Object location annotation data
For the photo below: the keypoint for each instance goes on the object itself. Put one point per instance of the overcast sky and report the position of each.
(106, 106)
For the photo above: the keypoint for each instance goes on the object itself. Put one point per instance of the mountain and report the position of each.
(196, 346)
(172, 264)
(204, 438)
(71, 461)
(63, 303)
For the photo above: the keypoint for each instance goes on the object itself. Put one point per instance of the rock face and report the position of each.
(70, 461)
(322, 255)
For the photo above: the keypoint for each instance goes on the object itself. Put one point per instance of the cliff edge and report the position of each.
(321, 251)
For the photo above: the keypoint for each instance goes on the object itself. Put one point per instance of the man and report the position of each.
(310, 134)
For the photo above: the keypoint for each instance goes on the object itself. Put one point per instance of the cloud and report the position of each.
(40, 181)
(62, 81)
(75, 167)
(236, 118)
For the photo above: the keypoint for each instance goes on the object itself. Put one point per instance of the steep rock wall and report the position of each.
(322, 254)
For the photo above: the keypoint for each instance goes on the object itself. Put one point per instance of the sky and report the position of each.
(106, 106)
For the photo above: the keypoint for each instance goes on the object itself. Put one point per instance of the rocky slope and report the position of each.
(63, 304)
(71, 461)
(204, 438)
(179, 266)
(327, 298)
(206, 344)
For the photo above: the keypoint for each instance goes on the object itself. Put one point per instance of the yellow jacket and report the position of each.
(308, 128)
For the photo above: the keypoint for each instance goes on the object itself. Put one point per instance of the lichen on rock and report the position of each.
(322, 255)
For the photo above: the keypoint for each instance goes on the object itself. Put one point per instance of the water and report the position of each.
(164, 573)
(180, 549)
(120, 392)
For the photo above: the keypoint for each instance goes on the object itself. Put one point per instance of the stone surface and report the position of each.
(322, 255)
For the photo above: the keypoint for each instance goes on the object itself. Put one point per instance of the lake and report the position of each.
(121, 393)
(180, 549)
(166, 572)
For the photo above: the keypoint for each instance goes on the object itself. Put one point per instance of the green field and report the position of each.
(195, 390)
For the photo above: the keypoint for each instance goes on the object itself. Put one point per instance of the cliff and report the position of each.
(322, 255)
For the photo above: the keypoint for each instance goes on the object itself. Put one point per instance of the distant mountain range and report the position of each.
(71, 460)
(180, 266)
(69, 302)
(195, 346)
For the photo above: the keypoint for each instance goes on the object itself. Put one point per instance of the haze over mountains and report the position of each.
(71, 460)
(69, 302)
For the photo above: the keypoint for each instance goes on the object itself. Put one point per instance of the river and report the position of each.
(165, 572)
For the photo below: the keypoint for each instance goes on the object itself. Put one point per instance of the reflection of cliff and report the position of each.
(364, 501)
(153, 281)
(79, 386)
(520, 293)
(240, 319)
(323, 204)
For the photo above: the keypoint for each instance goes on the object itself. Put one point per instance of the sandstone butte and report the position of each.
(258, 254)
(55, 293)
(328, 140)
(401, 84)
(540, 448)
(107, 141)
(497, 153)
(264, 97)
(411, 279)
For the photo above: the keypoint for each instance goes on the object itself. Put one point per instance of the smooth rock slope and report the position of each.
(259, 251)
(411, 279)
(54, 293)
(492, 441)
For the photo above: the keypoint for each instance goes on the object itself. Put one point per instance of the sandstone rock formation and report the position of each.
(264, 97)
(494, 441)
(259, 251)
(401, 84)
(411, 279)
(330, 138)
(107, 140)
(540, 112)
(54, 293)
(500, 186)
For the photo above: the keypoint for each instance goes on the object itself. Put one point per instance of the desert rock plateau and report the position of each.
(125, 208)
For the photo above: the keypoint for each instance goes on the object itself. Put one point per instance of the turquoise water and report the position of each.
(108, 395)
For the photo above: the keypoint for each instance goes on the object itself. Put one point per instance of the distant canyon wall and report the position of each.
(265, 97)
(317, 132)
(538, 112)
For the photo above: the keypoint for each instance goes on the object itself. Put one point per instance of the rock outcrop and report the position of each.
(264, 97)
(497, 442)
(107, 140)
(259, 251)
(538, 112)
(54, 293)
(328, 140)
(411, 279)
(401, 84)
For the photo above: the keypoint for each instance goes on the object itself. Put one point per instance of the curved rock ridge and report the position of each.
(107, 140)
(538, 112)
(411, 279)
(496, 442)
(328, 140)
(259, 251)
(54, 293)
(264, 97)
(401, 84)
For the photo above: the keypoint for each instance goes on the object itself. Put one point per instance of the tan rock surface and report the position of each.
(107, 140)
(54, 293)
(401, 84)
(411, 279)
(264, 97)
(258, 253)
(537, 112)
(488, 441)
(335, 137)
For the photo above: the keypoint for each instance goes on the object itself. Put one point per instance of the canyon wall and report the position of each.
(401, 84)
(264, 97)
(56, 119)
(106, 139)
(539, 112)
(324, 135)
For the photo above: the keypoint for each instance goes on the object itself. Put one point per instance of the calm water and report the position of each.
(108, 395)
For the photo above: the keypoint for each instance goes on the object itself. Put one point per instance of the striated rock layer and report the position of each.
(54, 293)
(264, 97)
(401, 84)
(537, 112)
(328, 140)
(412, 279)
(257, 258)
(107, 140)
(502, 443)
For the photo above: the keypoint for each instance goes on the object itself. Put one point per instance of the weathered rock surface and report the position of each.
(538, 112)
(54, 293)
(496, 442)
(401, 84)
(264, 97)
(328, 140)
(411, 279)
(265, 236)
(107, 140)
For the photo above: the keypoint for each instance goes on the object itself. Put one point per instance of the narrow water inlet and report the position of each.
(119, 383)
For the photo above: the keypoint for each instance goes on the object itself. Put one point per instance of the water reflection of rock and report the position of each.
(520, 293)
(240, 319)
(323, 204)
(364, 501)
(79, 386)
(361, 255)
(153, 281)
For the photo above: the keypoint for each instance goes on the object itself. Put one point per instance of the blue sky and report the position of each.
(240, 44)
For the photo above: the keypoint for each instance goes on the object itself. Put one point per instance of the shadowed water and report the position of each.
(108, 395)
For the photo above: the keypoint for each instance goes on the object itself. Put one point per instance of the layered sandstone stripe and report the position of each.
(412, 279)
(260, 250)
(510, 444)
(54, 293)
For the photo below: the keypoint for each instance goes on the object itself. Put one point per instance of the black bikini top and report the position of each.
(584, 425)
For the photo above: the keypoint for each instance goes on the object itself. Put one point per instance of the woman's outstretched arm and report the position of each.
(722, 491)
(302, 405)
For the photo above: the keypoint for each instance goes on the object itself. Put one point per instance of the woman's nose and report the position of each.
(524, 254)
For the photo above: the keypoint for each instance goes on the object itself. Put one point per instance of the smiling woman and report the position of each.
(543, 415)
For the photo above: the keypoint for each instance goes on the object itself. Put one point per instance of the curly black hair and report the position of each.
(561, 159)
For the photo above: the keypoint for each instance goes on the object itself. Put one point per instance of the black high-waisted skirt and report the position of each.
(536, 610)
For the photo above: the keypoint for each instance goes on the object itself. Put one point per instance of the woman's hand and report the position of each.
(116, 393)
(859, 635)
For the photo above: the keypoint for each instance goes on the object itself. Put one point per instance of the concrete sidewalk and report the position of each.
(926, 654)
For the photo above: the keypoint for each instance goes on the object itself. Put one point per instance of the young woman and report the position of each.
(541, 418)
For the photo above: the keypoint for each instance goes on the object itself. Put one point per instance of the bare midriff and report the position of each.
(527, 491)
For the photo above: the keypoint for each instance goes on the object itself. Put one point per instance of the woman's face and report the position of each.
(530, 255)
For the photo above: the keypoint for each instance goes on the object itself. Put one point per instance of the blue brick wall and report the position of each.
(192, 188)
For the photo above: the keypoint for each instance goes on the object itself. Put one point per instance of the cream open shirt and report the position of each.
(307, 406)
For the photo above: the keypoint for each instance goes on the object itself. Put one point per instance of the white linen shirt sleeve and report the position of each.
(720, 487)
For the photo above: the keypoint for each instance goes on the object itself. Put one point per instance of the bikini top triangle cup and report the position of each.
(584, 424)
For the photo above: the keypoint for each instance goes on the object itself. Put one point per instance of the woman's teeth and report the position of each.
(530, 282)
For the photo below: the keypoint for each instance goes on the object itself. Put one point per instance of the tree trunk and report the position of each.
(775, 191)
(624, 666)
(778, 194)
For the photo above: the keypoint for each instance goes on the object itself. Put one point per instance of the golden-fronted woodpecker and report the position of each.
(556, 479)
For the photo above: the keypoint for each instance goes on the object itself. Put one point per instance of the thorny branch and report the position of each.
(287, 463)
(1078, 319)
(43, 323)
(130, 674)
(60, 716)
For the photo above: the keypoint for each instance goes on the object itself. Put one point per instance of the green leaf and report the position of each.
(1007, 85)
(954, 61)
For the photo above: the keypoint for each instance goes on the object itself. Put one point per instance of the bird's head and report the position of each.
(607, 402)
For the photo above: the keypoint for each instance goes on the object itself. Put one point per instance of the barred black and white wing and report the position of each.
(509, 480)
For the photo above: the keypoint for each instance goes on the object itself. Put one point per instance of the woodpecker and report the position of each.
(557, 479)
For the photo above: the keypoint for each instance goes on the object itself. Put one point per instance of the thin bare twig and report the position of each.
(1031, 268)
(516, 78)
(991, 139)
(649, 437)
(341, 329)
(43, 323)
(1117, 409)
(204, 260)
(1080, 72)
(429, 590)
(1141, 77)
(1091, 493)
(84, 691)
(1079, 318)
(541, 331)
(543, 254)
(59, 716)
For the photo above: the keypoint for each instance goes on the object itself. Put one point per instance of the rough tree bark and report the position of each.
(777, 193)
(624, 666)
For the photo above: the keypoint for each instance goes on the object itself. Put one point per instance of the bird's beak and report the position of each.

AIM OF THE EXERCISE
Retype nothing except the lines from the line holding "the woodpecker and report the position of each." through the last line of the entries, both included.

OUTPUT OF THE EXERCISE
For the photo above: the keypoint for each instance goes on the object itself. Put one point per instance of the woodpecker and report the position of each.
(557, 479)
For the photo above: the keypoint for each instance goes on the object itself. Put one point per instance of the thin bare twig and report the position of each.
(1031, 268)
(516, 78)
(991, 139)
(649, 437)
(341, 329)
(43, 323)
(1117, 409)
(204, 260)
(1080, 72)
(429, 590)
(1141, 77)
(1091, 493)
(84, 691)
(1079, 318)
(541, 331)
(543, 254)
(59, 716)
For the photo above: the keypoint for each instance goes on the object itself. Put one point per instance of the rough tree bark and report the position of each.
(777, 193)
(624, 666)
For the photo above: the keypoint for each instance goes on the object itself. Put one point per instance of the bird's beak and report the position of each.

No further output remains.